Excerpts from a point labeling dataset
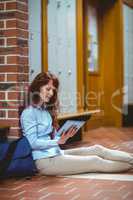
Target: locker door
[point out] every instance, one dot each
(34, 38)
(62, 50)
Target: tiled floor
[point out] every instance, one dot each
(68, 188)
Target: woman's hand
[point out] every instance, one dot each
(67, 134)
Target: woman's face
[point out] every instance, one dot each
(47, 91)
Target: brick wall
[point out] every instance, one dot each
(13, 60)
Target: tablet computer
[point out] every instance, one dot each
(71, 123)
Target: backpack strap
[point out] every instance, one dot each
(5, 162)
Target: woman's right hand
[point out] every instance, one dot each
(67, 134)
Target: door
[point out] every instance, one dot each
(128, 63)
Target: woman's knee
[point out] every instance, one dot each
(98, 147)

> What this task involves
Please write out every line above again, including the "Target" and "point out" lines, multiplying each coordinate in the answers by 0.9 and rounding to whole numbers, with halves rounded up. Leave the pictures out of your answer.

> Worked answer
Target: locker door
[point out] every instance, one dot each
(31, 34)
(56, 45)
Target: tiled floor
[point out] every instance, one dot each
(61, 169)
Target: woman's hand
[point out] every instance, one dot each
(60, 121)
Target: woman's face
[point out] every instance, one dot each
(42, 82)
Target: brick wall
[point out] every instance, one dot each
(12, 54)
Target: tablet computer
[point out] every instance, one dot each
(64, 111)
Target: backpack strap
[point out] every instance, one dot each
(5, 146)
Target: woman's right hand
[point out] every instance, one dot each
(60, 121)
Target: door
[point out] every instance, one dot each
(115, 57)
Target: woman's knee
[point out] every instance, one dot each
(88, 132)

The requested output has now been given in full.